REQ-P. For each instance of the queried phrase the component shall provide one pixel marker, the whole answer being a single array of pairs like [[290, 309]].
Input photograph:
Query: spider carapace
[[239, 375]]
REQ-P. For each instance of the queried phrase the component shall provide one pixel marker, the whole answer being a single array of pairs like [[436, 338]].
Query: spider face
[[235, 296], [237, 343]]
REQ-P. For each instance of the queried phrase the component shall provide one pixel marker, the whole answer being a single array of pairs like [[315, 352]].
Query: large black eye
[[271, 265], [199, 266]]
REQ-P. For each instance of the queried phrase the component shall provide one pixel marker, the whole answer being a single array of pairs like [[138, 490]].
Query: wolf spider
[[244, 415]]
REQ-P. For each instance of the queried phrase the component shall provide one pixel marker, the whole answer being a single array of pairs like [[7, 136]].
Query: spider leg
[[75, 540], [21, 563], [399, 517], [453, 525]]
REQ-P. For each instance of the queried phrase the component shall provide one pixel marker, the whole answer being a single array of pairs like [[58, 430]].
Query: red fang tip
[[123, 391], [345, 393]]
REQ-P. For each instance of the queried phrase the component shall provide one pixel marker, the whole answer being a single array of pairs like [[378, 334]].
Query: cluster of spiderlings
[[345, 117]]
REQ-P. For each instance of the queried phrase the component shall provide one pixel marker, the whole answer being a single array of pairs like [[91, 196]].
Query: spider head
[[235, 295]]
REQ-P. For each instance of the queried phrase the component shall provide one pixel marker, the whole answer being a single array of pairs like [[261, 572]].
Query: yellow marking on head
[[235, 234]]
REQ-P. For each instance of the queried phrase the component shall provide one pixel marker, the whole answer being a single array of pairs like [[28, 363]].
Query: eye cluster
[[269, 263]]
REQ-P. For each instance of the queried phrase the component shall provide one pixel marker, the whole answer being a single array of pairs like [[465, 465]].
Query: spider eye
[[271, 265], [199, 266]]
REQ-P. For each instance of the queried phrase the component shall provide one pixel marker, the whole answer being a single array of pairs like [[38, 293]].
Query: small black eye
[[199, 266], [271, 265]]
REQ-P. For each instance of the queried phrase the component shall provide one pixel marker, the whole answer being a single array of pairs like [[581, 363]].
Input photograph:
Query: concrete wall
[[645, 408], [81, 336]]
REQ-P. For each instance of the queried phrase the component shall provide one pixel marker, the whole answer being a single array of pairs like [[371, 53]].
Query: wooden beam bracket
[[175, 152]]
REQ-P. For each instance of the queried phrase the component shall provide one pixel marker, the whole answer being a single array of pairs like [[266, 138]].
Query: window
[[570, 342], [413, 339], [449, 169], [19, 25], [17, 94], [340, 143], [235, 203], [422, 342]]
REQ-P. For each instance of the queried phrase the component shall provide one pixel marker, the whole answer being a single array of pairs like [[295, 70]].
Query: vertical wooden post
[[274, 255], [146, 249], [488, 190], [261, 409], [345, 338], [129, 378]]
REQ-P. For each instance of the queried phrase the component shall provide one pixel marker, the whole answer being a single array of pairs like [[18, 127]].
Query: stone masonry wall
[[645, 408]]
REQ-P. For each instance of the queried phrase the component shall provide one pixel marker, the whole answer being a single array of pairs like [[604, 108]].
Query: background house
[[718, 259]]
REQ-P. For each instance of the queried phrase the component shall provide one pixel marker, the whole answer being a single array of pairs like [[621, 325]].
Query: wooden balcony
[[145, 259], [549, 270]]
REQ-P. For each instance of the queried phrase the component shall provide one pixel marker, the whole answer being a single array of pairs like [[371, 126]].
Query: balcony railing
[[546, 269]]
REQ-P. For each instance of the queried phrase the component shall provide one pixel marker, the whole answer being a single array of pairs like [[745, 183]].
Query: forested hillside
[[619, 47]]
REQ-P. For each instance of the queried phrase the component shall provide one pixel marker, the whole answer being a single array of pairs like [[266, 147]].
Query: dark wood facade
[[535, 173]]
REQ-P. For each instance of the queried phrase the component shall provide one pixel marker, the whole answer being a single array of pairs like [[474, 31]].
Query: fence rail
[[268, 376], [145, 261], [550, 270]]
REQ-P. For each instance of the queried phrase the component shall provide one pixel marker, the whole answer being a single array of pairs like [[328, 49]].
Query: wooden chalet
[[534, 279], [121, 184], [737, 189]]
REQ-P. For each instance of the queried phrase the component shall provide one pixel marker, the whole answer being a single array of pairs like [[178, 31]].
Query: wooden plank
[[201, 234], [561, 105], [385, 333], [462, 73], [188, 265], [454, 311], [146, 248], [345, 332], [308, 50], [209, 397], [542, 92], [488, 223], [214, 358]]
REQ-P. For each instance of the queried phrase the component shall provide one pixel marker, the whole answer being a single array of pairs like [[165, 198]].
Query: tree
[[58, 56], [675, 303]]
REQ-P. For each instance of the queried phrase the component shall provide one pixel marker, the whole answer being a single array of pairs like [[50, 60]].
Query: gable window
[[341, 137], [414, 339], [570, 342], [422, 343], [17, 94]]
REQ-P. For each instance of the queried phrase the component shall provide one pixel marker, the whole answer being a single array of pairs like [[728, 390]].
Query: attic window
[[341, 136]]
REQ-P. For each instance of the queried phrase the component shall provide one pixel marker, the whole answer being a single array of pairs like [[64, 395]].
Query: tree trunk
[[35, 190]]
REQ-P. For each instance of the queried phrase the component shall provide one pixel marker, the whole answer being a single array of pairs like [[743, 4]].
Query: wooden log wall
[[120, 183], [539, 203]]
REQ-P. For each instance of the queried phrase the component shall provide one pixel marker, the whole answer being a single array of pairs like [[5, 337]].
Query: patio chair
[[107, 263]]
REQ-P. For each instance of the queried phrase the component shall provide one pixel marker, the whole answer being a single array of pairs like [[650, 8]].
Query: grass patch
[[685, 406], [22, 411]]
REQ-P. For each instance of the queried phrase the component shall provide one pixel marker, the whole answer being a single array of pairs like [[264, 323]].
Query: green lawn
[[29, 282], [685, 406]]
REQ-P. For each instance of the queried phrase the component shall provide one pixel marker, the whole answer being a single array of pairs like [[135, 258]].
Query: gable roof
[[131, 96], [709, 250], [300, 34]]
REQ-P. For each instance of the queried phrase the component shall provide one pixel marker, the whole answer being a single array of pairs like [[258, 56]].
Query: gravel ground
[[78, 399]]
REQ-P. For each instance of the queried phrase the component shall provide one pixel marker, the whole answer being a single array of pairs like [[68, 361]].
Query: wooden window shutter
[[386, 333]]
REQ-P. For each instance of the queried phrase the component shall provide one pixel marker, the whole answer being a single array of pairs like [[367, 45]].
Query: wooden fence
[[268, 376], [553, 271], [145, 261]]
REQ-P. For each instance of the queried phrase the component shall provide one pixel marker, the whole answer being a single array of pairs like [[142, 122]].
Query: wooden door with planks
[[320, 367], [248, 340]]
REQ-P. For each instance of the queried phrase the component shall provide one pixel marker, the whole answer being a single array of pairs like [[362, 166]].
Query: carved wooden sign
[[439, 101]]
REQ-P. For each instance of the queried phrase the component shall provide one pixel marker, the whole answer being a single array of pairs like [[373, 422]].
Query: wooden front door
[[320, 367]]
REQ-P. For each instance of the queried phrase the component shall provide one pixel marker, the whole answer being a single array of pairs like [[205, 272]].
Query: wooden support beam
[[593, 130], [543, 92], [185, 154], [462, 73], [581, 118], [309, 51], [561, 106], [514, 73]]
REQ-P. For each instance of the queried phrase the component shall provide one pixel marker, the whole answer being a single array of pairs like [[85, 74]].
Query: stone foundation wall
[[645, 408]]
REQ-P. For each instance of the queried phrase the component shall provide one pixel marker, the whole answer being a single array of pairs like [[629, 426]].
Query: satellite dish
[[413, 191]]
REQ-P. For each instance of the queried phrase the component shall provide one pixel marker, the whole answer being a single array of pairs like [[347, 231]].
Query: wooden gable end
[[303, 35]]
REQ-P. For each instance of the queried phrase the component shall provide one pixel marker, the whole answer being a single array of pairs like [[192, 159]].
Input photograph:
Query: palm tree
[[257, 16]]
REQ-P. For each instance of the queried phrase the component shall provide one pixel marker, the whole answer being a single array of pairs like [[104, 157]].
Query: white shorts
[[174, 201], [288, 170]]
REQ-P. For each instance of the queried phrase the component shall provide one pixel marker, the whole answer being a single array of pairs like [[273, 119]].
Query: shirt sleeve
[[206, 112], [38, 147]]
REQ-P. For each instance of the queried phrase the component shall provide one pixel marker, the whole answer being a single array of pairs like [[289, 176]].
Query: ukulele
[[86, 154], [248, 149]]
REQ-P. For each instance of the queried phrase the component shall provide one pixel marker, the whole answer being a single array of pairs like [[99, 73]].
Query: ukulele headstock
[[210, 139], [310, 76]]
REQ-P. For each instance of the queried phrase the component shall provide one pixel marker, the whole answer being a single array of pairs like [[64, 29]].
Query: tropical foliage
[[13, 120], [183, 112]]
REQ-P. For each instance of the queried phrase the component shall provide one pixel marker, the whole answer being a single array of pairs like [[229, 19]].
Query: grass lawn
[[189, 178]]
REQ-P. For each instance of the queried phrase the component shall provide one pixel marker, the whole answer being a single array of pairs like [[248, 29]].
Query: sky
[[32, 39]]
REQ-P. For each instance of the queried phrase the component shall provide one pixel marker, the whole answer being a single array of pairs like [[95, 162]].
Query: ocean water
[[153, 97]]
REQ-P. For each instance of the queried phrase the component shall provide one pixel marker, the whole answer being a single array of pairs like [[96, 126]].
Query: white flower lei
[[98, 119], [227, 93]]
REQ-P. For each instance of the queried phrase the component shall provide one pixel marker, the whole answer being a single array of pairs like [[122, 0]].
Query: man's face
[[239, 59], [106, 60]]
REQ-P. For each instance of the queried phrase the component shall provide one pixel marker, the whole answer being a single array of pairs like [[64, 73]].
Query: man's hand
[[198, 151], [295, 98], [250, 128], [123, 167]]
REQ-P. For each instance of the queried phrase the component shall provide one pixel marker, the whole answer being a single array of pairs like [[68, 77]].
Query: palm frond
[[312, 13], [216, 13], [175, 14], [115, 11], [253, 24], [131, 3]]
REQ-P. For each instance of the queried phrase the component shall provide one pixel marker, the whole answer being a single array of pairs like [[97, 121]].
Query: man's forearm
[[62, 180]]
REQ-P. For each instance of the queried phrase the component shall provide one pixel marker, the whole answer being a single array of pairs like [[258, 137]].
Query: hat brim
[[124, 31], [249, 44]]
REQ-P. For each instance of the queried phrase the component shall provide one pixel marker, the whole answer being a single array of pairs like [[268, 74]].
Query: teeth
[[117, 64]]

*Work task:*
Taking the listing above as the source, transcribe only the lines starting at the line with "Query: man's face" and going through the line with "like [[97, 121]].", unaltered and with both ends included.

*Answer to this exercise:*
Query: man's face
[[239, 59], [106, 60]]
REQ-P. For each instance of the queried phrase the component shall provide one pixel marker, the whole answer being a single array of pairs like [[64, 73]].
Query: man's hand
[[198, 151], [295, 98], [250, 128], [123, 167]]
REQ-P. For each instance of the queried phrase the component shall provide one pixel marker, the whole answer being a single array of pairs like [[68, 77]].
Query: palm frond
[[312, 13], [216, 13], [175, 14], [115, 11], [253, 24], [131, 3]]
REQ-P. For each instance of the queried phrase the component shall provide one pixel marker, the whole answer being a single array of pairs like [[97, 121]].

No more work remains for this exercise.